__MATERIAL FOR THIS TASK__.
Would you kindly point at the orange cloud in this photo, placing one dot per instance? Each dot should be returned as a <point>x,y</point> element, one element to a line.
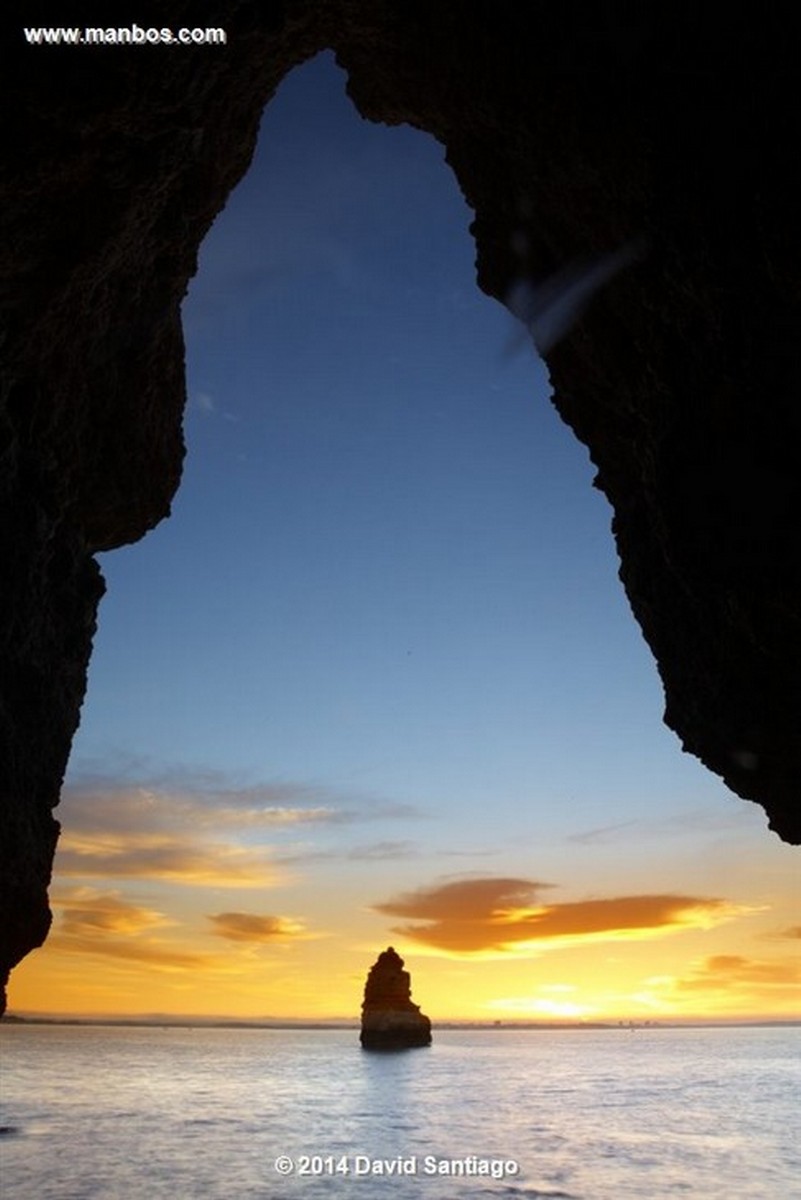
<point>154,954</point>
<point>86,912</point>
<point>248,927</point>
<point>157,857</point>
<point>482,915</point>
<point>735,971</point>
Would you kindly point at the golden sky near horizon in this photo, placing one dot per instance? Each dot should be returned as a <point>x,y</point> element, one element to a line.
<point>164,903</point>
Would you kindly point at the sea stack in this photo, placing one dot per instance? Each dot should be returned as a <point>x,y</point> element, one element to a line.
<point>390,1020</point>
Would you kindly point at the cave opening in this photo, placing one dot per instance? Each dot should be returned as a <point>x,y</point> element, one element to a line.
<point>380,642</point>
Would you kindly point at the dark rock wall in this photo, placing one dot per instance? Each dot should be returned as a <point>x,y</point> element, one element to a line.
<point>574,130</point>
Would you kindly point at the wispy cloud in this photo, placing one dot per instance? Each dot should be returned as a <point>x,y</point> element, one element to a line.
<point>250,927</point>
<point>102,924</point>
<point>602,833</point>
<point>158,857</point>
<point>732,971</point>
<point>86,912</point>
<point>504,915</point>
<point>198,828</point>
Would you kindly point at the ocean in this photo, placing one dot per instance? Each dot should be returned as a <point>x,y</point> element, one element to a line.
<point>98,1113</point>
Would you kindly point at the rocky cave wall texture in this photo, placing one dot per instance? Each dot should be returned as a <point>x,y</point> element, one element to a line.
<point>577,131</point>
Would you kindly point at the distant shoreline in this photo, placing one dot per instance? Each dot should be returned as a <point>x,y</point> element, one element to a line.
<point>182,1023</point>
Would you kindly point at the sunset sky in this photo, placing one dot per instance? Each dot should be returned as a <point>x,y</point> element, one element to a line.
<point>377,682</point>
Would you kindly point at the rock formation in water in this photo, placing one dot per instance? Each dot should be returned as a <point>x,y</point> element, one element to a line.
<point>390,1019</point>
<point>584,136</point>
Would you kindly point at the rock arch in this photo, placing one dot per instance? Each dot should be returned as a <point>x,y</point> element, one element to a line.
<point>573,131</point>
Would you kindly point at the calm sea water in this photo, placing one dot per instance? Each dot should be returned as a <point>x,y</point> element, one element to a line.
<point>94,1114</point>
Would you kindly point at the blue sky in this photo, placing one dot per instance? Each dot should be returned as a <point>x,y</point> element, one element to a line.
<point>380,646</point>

* * *

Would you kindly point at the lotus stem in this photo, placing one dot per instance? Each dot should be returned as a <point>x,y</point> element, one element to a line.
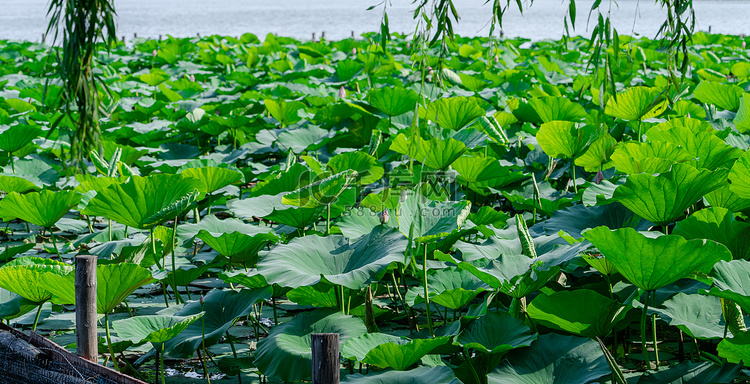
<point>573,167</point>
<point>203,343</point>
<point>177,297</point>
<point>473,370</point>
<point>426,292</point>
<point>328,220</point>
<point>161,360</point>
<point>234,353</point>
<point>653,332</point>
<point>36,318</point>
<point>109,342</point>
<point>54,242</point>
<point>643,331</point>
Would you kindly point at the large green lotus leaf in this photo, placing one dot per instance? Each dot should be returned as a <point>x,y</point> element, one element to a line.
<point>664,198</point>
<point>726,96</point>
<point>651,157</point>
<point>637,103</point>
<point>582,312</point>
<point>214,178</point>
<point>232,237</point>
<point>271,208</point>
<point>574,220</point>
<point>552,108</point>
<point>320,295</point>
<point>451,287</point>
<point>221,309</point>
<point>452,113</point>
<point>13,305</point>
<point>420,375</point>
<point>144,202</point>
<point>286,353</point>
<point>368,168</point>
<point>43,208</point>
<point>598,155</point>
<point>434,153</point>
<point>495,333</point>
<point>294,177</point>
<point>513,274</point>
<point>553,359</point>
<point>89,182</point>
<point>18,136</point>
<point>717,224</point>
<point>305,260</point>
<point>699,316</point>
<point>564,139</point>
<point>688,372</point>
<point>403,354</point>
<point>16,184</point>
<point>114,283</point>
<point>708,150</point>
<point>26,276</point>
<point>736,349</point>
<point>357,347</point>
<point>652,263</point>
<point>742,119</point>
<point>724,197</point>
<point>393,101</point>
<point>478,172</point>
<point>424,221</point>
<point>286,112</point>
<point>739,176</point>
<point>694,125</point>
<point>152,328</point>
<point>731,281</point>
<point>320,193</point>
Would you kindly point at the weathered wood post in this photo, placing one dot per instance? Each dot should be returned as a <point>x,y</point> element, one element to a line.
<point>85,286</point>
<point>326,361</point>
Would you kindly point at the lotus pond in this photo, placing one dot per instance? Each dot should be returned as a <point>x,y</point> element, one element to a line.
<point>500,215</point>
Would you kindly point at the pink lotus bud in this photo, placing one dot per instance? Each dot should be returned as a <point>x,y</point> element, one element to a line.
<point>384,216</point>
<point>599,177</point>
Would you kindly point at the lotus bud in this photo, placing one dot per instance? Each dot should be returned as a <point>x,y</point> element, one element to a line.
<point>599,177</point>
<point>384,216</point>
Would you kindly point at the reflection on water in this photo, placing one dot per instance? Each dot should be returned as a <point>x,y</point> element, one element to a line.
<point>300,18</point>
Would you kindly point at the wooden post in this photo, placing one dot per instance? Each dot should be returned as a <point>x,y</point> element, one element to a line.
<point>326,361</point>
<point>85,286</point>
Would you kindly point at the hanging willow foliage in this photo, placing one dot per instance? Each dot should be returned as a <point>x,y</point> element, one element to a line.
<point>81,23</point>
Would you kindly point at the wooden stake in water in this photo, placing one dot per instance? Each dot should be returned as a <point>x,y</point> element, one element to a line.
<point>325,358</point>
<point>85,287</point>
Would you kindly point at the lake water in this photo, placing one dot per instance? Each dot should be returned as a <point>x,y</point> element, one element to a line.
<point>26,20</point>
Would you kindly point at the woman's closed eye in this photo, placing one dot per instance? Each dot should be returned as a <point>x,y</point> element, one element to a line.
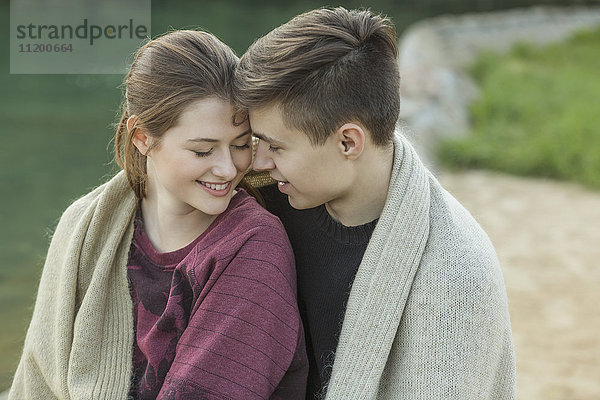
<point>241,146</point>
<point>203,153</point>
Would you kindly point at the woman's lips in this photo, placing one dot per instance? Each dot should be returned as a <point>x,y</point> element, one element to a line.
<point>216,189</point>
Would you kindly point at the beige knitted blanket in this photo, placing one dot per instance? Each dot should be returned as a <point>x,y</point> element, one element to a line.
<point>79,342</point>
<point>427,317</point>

__WHAT NEEDS TO BE DONE__. Reproduce the material from the line holding "Would you kindly point at the lake" through the line holding "<point>427,317</point>", inclusive, substituting "person's" for each "woman's" and leaving everything else unchanged. Omit the pictures.

__RESULT__.
Would you kindly point at the lake water in this photo, placing one dot per instance? Each dot should be returned as a <point>x,y</point> element, one element to a line.
<point>26,20</point>
Would you kindly point at the person's closed eye in this photo, placing one dot per instance? Each dot should be returned as a <point>x,y</point> element, one element to a line.
<point>241,146</point>
<point>203,153</point>
Would you kindly point at the person's lips in this photo, placing one dot per instance? Each dot should be returned as a <point>x,y</point> element, one element to a line.
<point>216,189</point>
Would you kindly point at the beige knitted blanket in this photo, placing one dot per instance? Each dot should be returned as a <point>x,y</point> element, one element to a line.
<point>79,342</point>
<point>427,317</point>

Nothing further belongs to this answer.